▶ _TASK STATEMENT_
Return exactly the span of lines that opens with the line containing "of the strip" and closes with the last line of the data, inclusive.

[DATASET RECORDS]

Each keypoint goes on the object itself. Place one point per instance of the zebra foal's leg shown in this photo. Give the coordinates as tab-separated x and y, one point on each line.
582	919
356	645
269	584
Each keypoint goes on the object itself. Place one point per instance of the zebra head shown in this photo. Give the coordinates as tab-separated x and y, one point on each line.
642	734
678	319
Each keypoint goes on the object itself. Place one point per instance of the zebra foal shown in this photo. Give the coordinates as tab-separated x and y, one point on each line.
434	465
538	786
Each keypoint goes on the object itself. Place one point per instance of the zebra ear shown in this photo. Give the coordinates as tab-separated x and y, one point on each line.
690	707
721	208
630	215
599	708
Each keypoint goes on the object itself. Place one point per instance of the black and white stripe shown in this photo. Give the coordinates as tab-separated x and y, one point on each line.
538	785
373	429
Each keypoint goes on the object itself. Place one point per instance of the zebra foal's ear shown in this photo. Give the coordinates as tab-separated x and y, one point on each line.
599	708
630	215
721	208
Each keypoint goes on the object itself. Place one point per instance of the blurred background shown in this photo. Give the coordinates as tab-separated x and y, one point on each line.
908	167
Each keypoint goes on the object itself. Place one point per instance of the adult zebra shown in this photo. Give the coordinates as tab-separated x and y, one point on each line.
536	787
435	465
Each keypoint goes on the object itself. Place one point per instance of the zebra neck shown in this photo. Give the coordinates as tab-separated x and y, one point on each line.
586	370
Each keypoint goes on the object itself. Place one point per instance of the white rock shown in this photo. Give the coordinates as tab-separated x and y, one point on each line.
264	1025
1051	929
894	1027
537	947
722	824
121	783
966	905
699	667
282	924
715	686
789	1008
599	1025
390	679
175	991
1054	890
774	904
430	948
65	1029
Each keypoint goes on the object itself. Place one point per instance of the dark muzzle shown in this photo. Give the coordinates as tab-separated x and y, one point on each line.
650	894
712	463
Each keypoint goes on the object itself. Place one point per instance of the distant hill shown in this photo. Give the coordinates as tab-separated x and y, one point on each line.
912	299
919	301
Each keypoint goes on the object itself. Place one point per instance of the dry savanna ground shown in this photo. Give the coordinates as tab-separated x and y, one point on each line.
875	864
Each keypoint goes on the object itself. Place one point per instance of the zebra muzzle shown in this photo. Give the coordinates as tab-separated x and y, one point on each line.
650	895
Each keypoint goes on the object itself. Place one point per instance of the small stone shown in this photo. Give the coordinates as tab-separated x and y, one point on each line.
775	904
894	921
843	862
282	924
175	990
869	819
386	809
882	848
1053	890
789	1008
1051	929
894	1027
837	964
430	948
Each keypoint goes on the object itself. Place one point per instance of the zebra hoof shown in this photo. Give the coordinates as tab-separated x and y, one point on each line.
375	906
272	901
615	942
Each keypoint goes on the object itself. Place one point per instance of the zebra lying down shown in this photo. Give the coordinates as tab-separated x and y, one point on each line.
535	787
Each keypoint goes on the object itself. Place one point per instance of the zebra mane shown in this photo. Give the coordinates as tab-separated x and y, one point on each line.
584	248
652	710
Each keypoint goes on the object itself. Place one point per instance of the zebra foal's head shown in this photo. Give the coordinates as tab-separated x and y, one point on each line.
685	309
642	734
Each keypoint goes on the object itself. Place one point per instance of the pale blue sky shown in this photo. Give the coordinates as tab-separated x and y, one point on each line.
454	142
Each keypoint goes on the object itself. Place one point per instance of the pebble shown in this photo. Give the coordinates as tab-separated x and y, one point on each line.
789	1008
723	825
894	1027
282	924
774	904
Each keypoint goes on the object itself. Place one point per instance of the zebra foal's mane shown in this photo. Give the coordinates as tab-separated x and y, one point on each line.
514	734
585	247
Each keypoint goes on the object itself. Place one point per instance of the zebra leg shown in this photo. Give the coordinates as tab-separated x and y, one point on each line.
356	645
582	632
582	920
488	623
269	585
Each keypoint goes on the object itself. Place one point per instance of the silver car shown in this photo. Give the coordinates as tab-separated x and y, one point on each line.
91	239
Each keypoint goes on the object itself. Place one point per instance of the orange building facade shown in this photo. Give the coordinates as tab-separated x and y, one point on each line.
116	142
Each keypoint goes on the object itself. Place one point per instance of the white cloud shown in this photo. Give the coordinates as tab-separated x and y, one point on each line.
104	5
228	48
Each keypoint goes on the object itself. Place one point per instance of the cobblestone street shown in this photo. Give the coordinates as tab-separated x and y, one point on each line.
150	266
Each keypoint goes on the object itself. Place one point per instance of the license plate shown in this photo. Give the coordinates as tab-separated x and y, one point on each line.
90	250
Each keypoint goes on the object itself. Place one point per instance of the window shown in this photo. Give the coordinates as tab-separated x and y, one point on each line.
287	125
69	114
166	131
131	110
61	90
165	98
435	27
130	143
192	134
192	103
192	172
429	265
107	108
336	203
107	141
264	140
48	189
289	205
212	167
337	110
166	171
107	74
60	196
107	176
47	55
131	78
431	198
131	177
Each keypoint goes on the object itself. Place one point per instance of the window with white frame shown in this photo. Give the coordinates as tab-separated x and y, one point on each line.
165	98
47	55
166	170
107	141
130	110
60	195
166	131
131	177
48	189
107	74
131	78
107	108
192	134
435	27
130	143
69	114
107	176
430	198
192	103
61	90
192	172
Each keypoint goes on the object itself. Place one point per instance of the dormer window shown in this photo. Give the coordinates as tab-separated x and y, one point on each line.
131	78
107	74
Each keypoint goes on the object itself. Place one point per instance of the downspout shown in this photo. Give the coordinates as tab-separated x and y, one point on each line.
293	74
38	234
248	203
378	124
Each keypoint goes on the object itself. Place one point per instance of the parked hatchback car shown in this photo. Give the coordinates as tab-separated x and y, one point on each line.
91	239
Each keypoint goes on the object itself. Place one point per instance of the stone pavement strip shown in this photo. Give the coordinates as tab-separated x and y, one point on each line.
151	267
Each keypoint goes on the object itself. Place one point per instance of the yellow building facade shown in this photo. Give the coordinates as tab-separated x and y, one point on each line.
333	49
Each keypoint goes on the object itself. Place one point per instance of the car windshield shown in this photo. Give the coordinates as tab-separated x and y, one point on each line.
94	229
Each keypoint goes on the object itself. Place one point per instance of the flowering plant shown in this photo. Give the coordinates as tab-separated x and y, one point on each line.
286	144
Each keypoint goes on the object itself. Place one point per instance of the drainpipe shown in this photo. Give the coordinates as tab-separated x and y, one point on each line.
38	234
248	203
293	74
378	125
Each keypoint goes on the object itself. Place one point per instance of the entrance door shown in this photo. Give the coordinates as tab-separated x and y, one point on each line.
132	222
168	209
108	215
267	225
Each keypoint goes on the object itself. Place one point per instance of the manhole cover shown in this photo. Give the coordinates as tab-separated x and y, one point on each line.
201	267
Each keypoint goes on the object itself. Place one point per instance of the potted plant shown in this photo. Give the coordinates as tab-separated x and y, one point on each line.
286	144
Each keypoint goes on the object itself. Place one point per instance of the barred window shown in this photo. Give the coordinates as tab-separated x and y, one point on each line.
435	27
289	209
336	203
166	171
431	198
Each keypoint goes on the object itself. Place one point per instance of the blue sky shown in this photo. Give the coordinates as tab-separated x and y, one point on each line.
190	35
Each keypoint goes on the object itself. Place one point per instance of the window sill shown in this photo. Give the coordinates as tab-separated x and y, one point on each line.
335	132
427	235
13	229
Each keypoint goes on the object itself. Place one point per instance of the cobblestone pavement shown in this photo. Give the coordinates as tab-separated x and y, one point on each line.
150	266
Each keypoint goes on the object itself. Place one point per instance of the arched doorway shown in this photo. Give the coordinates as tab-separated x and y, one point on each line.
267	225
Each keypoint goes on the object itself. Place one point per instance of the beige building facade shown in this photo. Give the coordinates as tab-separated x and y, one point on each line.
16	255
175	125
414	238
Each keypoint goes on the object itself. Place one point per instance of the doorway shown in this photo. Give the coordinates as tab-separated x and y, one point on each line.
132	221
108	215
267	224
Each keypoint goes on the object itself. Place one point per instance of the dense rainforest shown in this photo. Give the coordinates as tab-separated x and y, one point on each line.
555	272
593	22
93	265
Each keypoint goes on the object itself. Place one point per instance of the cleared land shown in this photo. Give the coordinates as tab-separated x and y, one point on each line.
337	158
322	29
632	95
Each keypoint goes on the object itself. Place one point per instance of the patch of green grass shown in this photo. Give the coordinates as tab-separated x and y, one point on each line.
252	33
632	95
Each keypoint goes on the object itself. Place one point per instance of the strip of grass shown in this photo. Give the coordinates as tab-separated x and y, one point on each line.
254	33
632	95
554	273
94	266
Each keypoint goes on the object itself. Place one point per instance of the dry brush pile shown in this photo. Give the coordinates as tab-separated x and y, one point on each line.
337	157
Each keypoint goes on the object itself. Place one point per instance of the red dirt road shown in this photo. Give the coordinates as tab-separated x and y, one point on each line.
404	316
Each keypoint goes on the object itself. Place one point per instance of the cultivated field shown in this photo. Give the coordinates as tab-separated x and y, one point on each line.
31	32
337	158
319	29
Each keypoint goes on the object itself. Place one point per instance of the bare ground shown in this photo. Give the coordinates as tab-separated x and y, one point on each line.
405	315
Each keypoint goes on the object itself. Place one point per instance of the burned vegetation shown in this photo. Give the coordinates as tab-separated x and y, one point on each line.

[/DATASET RECORDS]

▶ _OUTPUT FOR THIS TASK_
Each keypoint goes on the object itself. Place one point per instance of the strip of grass shown in this photo. Give the coordinates as tab-separated x and y, one point on each line.
254	33
632	95
554	273
94	266
Each keypoint goes on the object itself. Place one point per instance of the dry brush pile shown in this photo. Give the coordinates as tab-separated x and y, one point on each line.
337	157
Each keypoint goes on the object itself. Place one point per instance of the red dirt road shown in this photo. Give the coordinates as tab-separated x and y, one point on each line.
404	316
Each keypoint goes on the object itself. Place one point per instance of the cultivated field shown in this photo. Give the coordinates as tab-separated x and y, one point on each line.
31	32
337	158
319	29
Each keypoint goes on the object itself. Place one point per instance of the bare ground shown in this photo. Give the coordinates as tab-separated x and y, one point on each line.
405	315
Each keypoint goes on the object itself. Place one point per instance of the burned vegetation shown in this photo. Give the coordinates as tab-separated x and y, one point on each line.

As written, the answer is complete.